Data section:
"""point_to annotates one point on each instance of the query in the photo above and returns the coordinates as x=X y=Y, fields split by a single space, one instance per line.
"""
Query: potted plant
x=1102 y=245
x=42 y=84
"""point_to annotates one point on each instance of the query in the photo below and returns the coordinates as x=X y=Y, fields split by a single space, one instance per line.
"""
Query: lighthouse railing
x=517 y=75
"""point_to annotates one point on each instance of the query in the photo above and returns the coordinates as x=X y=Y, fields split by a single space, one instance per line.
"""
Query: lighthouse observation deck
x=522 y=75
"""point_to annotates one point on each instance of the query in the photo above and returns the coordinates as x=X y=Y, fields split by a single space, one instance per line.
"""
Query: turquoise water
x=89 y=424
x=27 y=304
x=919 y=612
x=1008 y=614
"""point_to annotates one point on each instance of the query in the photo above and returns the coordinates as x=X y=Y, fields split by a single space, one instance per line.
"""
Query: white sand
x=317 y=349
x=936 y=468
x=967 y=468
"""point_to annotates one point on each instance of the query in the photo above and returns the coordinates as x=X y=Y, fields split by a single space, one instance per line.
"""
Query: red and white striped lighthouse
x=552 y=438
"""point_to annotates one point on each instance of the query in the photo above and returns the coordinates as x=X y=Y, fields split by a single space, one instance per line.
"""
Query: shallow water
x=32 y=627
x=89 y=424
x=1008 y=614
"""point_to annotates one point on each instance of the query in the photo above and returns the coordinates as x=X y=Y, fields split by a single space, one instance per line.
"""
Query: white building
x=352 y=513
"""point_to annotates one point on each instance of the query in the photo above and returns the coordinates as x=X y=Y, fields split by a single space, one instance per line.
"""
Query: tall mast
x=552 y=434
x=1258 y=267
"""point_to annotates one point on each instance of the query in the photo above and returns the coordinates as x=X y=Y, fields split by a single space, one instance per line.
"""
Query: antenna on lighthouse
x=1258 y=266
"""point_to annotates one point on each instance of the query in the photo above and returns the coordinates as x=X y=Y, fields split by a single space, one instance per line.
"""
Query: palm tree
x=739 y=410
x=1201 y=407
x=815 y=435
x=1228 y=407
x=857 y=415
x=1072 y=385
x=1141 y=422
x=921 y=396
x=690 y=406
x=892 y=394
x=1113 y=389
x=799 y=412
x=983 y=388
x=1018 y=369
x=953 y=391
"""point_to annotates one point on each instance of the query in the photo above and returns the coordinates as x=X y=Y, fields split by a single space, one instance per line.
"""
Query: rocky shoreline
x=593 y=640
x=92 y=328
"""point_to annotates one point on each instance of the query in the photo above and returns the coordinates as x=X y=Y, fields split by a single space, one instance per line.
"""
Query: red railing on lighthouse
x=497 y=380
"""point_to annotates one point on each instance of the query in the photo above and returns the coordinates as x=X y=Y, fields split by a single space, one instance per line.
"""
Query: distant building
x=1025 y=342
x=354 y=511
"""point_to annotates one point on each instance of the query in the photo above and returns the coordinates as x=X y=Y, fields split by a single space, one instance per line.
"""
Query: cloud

Problem details: Transcribe all records exactly as written.

Written solution:
"""point_to annotates one point on each instance of the query in the photo above and returns the coordinates as x=X y=Y, fields split by a single space, one instance per line.
"""
Query: potted plant
x=1102 y=245
x=42 y=84
"""point_to annotates one point on each instance of the query in the photo below and returns the coordinates as x=X y=Y, fields split by a single space, one instance per line.
"""
Query: lighthouse railing
x=517 y=75
"""point_to annotates one point on each instance of the query in the photo above and returns the coordinates as x=X y=Y, fields split by a single space, one instance per line.
"""
Query: lighthouse observation deck
x=522 y=75
"""point_to annotates one point on each instance of the query in the photo above and returns the coordinates as x=X y=Y, fields split by a single space, one instance per line.
"""
Query: turquoise water
x=89 y=424
x=27 y=304
x=919 y=612
x=1008 y=614
"""point_to annotates one point on each instance of the query in the photo above and returns the coordinates as x=X y=Y, fields split by a single space, one instance per line.
"""
Query: white sand
x=317 y=349
x=936 y=468
x=967 y=468
"""point_to annotates one point on each instance of the query in the photo above and returns the coordinates as x=X y=Y, fields split by a single space, one instance per line.
"""
Query: red and white striped lighthouse
x=552 y=438
"""point_to annotates one point on each instance of the query in the photo above and returns the coordinates as x=X y=Y, fields split by a single space, one instance per line.
"""
Query: shallow water
x=32 y=627
x=89 y=424
x=1008 y=614
"""point_to annotates one point on each instance of the query in the photo above and returns the coordinates as x=X y=Y, fields split by a single space, one instance per line.
"""
Query: white building
x=352 y=513
"""point_to annotates one point on each instance of the query in the photo above and returns the coordinates as x=X y=Y, fields split by a single space, one instance per line.
"""
Query: tall mast
x=552 y=434
x=1258 y=267
"""point_to annotates one point on each instance of the query in the photo above and returns the coordinates as x=X y=Y, fields split by a single space, one instance per line.
"""
Query: antenna on lighthouse
x=1258 y=266
"""point_to annotates one point on each instance of the query in the photo above and returns the coordinates as x=X y=Y, fields split by a single space, one instance per line.
"""
Query: palm tree
x=739 y=410
x=1201 y=407
x=815 y=435
x=1228 y=407
x=857 y=415
x=1072 y=385
x=1141 y=422
x=921 y=396
x=690 y=406
x=892 y=394
x=1113 y=389
x=799 y=412
x=983 y=388
x=1018 y=369
x=953 y=391
"""point_to annotates one point on each instance of the query in the photo above and returns the coordinates as x=X y=Y, fields split by a single space, one instance per line.
"""
Query: rocky shoreline
x=593 y=640
x=92 y=328
"""point_to annotates one point on each instance of the query in the photo above and returns the coordinates as x=X y=Y, fields split by a single space, one instance per line.
"""
Query: red railing on lighthouse
x=497 y=380
"""point_to annotates one point on each instance of the query in the photo above and returns the coordinates as x=X y=Y, fields split by a single space, one instance per line.
"""
Query: distant building
x=1025 y=342
x=354 y=511
"""point_to annotates one point on each instance of the query in the photo above and returns the coordinates as x=X y=Y, fields split by a single space, one instance per line.
"""
Query: cloud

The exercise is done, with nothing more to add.